TASK OBJECTIVE
Each entry below must appear in the answer exactly as written.

DATASET
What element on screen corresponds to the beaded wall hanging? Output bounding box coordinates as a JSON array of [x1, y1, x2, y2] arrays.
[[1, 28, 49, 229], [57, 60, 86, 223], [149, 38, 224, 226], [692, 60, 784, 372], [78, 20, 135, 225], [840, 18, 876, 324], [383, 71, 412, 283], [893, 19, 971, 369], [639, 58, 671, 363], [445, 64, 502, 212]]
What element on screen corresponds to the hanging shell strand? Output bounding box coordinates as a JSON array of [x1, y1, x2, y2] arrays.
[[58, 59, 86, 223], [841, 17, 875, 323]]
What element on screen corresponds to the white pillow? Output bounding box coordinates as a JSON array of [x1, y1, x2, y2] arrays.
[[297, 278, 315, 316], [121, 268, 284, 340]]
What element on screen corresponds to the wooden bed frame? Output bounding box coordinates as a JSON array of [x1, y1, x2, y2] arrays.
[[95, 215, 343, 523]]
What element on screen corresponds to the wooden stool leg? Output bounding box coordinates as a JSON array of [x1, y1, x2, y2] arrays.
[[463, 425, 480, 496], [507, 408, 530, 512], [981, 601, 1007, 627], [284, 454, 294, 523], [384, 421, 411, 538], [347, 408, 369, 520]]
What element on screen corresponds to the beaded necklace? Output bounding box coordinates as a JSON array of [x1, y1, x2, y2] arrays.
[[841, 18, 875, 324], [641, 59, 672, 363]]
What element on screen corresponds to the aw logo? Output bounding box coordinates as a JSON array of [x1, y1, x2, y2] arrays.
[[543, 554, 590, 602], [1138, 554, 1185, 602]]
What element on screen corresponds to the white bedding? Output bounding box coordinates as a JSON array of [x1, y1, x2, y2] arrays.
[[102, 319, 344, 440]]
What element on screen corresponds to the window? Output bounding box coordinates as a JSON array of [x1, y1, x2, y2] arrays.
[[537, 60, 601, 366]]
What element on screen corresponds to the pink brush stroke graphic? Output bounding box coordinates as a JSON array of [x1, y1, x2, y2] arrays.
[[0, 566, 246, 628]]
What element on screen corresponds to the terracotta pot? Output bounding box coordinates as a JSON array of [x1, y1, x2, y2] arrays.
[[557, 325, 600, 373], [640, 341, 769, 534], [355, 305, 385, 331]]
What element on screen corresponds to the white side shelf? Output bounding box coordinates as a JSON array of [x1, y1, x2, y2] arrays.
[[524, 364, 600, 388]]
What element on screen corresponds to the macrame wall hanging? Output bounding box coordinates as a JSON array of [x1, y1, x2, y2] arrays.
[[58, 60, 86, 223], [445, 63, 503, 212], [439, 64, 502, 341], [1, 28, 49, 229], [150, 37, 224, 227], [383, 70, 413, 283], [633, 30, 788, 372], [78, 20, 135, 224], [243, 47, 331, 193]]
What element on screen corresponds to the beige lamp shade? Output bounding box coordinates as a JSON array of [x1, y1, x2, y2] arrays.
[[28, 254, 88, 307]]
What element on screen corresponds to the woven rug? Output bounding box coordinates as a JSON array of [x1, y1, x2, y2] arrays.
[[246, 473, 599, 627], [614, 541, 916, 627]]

ANSWER BOX
What element on screen corresponds to the beaded wall hanging? Output bounding box coordinates as a JSON array of [x1, y1, x2, y2] arrays.
[[1, 28, 49, 229], [57, 60, 86, 223], [149, 38, 224, 226], [692, 60, 784, 372], [78, 20, 135, 225], [840, 18, 876, 324], [383, 71, 412, 283], [893, 19, 971, 369], [639, 58, 671, 363], [445, 64, 502, 212]]
What element on screen corresponds to the hanging shell strand? Output bounding box coordinates as a JSON array of [x1, y1, x2, y2] arrays.
[[58, 59, 86, 223], [841, 17, 875, 323]]
What element on screen corresponds to the white pillow? Output bounding box coordinates as a JSON array of [x1, y1, x2, y2] arrays.
[[297, 278, 315, 316], [121, 268, 284, 340]]
What element on screen corresponds to the wooden bed frame? Output bounding box coordinates as a JSON array of [x1, y1, x2, y2] arrays.
[[95, 215, 343, 523]]
What element on screen corresponds to the wooden stool leg? Output bounding box coordinates as a JSON array of [x1, y1, x2, y2] arrays.
[[463, 425, 480, 496], [507, 408, 530, 512], [981, 601, 1007, 627], [284, 454, 294, 523], [384, 421, 411, 538], [347, 408, 369, 520]]
What element on screen corresponds to the beaded necklace? Output bounding box coordinates as a JSON array of [x1, y1, x2, y2] arrays.
[[841, 18, 875, 324], [641, 59, 672, 363]]
What element on screen corresponds to the aw logo? Output bounding box coordinates as a JSON array of [x1, y1, x2, y2] arrays.
[[543, 554, 590, 602], [1138, 554, 1185, 602]]
What element on screen corresponds to the white bedding? Output bounding box coordinates as a JSON array of [x1, y1, x2, y2] arrays.
[[102, 319, 344, 440]]
What element on screen corresponds to the window? Output bounding box coordinates as a JSON array of [x1, y1, x2, y2] arrays.
[[537, 60, 601, 366]]
What element on screen corresponds to the pink brush stroke graphic? Output bounding box coordinates as a JSON array of [x1, y1, x2, y2] arrays.
[[0, 566, 246, 628]]
What element on screen corresponds to the terracotta pot? Output bounding box coordinates as a JSON array of [x1, y1, x2, y2] arrays.
[[557, 325, 600, 373], [640, 341, 769, 534], [355, 305, 385, 331]]
What element on screen corresponds to the white side shelf? Output bounding box coordinates as a JSON array of [x1, y1, x2, y2] arrays.
[[524, 364, 600, 388]]
What element on screen corresponds to the macrame wall hanging? Output bounding box coordinates as a JSON array of [x1, y1, x2, y2] arrays.
[[58, 60, 86, 223], [445, 63, 503, 212], [439, 64, 502, 341], [1, 28, 49, 229], [150, 37, 224, 227], [383, 70, 413, 283], [633, 30, 788, 372], [78, 20, 135, 224], [243, 47, 331, 193]]
What element on screen corresponds to the beige lamp shade? Output bounding box coordinates as a JSON array of [x1, y1, x2, y2] arrays.
[[28, 254, 88, 307]]
What element on screen corresponds to the woven rug? Output bounding box coordinates as a JSON array of [x1, y1, x2, y2] arrays.
[[246, 473, 599, 627], [614, 541, 916, 627]]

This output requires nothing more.